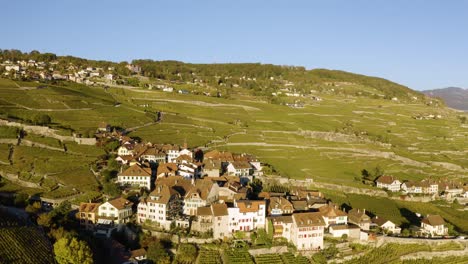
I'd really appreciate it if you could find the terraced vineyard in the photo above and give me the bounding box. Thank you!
[224,248,254,264]
[0,226,55,264]
[197,247,223,264]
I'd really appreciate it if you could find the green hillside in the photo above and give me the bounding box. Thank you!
[0,57,468,231]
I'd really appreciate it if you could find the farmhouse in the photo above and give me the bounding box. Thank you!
[98,197,133,224]
[421,215,448,236]
[375,175,401,192]
[117,164,151,190]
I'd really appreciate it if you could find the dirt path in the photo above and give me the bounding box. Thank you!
[132,98,260,111]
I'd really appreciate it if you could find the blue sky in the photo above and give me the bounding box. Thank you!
[0,0,468,90]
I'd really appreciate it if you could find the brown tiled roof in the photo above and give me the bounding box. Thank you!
[292,212,325,227]
[372,216,391,226]
[130,248,146,258]
[211,203,228,216]
[119,164,151,177]
[197,206,212,216]
[236,200,265,213]
[268,197,294,212]
[348,208,371,223]
[319,204,347,217]
[80,203,101,213]
[268,215,292,225]
[376,175,396,184]
[107,197,133,210]
[231,161,252,169]
[422,215,445,226]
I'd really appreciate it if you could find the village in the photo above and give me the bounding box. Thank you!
[66,124,466,260]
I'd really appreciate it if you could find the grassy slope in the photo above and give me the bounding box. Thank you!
[0,78,468,230]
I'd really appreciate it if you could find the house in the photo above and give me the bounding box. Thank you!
[291,212,326,250]
[76,203,100,230]
[348,208,371,231]
[184,179,219,215]
[375,175,401,192]
[130,248,146,261]
[421,215,448,236]
[328,224,361,240]
[266,215,293,241]
[319,203,348,228]
[192,203,230,239]
[268,197,294,216]
[226,161,252,177]
[117,164,151,190]
[202,159,221,177]
[98,197,133,224]
[137,184,182,229]
[371,216,401,234]
[156,163,178,178]
[401,181,423,194]
[117,143,135,156]
[137,146,166,163]
[228,200,266,233]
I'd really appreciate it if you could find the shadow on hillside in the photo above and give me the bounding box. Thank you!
[400,208,421,228]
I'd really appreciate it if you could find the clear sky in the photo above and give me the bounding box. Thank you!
[0,0,468,90]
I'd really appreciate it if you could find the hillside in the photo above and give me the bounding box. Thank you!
[423,87,468,111]
[0,53,468,230]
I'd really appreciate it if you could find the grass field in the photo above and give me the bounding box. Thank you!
[0,79,468,231]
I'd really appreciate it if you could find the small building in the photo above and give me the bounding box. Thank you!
[98,197,133,224]
[371,216,401,234]
[117,164,151,190]
[348,208,371,231]
[421,215,448,236]
[375,175,401,192]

+===+

__YOUR GOAL__
Starting with the line that contains "I'd really appreciate it if you could find the clear" and continuing through the line that contains "[0,79,468,231]", arrange that portion of the data into a numbered list, omitting any blank lines.

__EXERCISE OUTPUT__
1. I'd really appreciate it if you could find the clear sky in the photo above and give me the bounding box. Thank you!
2. [0,0,468,90]
3. I'd really appreciate it if you could find the hillside in the photo above and give me the bounding box. Thank you!
4. [423,87,468,111]
5. [0,53,468,230]
6. I'd really appreciate it if you could find the grass field in the photo above and give me the bounding box. Thank you!
7. [0,79,468,231]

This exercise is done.